▼

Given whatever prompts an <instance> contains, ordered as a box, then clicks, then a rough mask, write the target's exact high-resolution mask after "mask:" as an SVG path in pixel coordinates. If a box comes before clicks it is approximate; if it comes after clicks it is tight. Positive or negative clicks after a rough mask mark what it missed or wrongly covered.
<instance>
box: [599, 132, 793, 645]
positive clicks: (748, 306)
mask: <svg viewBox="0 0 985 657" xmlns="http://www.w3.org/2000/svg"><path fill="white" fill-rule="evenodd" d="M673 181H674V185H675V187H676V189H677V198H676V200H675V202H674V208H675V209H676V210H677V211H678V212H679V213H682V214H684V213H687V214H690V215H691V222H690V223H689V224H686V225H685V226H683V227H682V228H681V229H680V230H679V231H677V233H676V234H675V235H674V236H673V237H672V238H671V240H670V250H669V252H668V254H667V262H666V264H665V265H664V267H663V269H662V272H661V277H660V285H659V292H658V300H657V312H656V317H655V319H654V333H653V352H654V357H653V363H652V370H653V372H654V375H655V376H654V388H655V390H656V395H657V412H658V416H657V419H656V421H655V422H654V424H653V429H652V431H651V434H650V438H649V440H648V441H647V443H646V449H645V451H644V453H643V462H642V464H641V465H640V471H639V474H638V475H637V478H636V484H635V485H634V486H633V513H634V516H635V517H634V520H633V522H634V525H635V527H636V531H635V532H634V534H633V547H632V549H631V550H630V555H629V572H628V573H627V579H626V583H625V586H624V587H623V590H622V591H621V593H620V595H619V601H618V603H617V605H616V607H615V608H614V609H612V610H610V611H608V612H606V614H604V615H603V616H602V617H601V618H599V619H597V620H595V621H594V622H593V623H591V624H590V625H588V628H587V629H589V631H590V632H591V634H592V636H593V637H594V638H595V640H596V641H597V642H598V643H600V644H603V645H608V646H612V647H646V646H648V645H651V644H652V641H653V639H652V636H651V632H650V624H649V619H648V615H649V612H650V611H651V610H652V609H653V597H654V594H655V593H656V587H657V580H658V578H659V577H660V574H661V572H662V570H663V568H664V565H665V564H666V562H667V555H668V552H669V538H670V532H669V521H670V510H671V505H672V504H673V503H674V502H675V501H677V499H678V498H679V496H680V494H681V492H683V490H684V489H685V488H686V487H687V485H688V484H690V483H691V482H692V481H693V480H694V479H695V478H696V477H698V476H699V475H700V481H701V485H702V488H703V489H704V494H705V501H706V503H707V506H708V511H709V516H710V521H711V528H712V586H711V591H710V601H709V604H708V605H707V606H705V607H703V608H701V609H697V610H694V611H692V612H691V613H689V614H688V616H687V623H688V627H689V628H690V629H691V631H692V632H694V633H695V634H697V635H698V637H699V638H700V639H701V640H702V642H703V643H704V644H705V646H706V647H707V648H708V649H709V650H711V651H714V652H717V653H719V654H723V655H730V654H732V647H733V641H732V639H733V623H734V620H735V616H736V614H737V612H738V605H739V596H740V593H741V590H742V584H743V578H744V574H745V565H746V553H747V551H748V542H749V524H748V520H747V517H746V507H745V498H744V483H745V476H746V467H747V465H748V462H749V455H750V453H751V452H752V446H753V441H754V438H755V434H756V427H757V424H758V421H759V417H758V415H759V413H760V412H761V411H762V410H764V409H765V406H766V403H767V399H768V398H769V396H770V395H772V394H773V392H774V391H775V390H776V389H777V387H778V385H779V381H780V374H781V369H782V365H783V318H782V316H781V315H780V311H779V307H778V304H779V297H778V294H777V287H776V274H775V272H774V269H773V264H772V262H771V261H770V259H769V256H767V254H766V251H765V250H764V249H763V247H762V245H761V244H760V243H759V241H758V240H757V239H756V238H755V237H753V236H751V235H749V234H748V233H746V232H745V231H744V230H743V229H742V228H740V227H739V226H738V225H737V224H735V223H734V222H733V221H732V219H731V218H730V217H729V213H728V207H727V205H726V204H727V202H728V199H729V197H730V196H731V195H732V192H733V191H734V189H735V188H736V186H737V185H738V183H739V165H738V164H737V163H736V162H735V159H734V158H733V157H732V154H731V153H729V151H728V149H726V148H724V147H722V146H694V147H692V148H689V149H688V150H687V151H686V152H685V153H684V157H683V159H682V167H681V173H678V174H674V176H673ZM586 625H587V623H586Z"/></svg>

▲

• _ASSIGNED TASK_:
Write the material out again word for word.

• _OUTPUT FOR THIS TASK_:
Given whatever prompts an <instance> contains, ordered as a box, then clicks, then a rough mask, write the target's exact high-resolution mask after "mask:" as an SVG path in pixel coordinates. If a box comes before clicks it is approximate; if it comes after clicks it is tight. Positive or negative clicks after a rough mask mark what it missed or wrongly covered.
<instance>
box: [599, 132, 793, 645]
positive clicks: (748, 306)
mask: <svg viewBox="0 0 985 657" xmlns="http://www.w3.org/2000/svg"><path fill="white" fill-rule="evenodd" d="M673 181H674V185H675V187H676V189H677V198H676V200H675V202H674V208H675V209H676V210H677V211H678V212H679V213H682V214H684V213H687V214H690V215H691V222H690V223H689V224H686V225H685V226H683V227H682V228H681V229H680V230H679V231H677V233H676V234H675V235H674V236H673V237H672V238H671V240H670V250H669V252H668V254H667V262H666V264H665V265H664V267H663V269H662V272H661V277H660V285H659V292H658V300H657V312H656V317H655V319H654V333H653V352H654V357H653V363H652V370H653V372H654V375H655V376H654V388H655V390H656V395H657V412H658V416H657V419H656V421H655V422H654V424H653V429H652V431H651V434H650V438H649V440H648V441H647V443H646V449H645V451H644V453H643V462H642V464H641V465H640V471H639V474H638V475H637V478H636V484H635V485H634V486H633V513H634V516H635V517H634V520H633V522H634V525H635V527H636V531H635V532H634V534H633V547H632V549H631V550H630V555H629V572H628V573H627V579H626V583H625V586H624V587H623V590H622V591H621V593H620V595H619V601H618V603H617V605H616V607H615V608H614V609H612V610H610V611H608V612H606V614H604V615H603V616H602V617H601V618H599V619H597V620H595V621H594V622H593V623H591V624H590V625H588V628H587V629H589V631H590V632H591V634H592V636H593V637H594V638H595V640H596V641H597V642H598V643H600V644H603V645H608V646H612V647H646V646H648V645H651V644H652V641H653V639H652V636H651V632H650V624H649V619H648V615H649V612H650V611H651V610H652V609H653V597H654V594H655V593H656V587H657V580H658V578H659V577H660V574H661V572H662V570H663V568H664V565H665V564H666V562H667V555H668V552H669V538H670V532H669V521H670V510H671V505H672V504H673V503H674V502H675V501H677V499H678V498H679V496H680V494H681V492H683V490H684V489H685V488H686V487H687V485H688V484H690V483H691V482H692V481H693V480H694V479H695V478H696V477H698V476H699V475H700V481H701V485H702V488H703V489H704V494H705V501H706V503H707V506H708V511H709V516H710V521H711V528H712V586H711V591H710V601H709V604H708V605H707V606H705V607H703V608H701V609H697V610H694V611H692V612H691V613H689V614H688V616H687V623H688V627H689V628H690V629H691V631H692V632H694V633H695V634H697V635H698V637H699V638H700V639H701V640H702V642H703V643H704V644H705V646H706V647H707V648H708V649H709V650H711V651H714V652H717V653H719V654H723V655H730V654H732V647H733V641H732V639H733V623H734V620H735V616H736V614H737V612H738V605H739V596H740V593H741V590H742V584H743V578H744V574H745V565H746V553H747V551H748V542H749V524H748V520H747V517H746V507H745V498H744V483H745V476H746V467H747V465H748V462H749V455H750V453H751V452H752V446H753V441H754V438H755V434H756V427H757V424H758V421H759V417H758V415H759V413H760V412H761V411H762V410H764V409H765V406H766V403H767V399H768V398H769V396H770V395H772V394H773V392H774V391H775V390H776V389H777V387H778V385H779V381H780V374H781V369H782V365H783V318H782V316H781V315H780V311H779V307H778V304H779V297H778V294H777V287H776V274H775V272H774V269H773V264H772V262H771V261H770V259H769V256H767V254H766V251H765V250H764V249H763V247H762V245H761V244H760V243H759V241H758V240H757V239H756V238H755V237H753V236H751V235H749V234H748V233H746V232H745V231H744V230H743V229H742V228H740V227H739V226H738V225H737V224H735V223H734V222H733V221H732V219H731V218H730V217H729V213H728V207H727V205H726V204H727V202H728V199H729V197H730V196H731V195H732V192H733V191H734V189H735V188H736V186H737V185H738V183H739V165H738V164H737V163H736V162H735V159H734V158H733V157H732V154H731V153H729V151H728V149H726V148H724V147H722V146H694V147H692V148H689V149H688V150H687V151H686V152H685V153H684V157H683V159H682V167H681V173H678V174H674V176H673ZM586 625H587V623H586Z"/></svg>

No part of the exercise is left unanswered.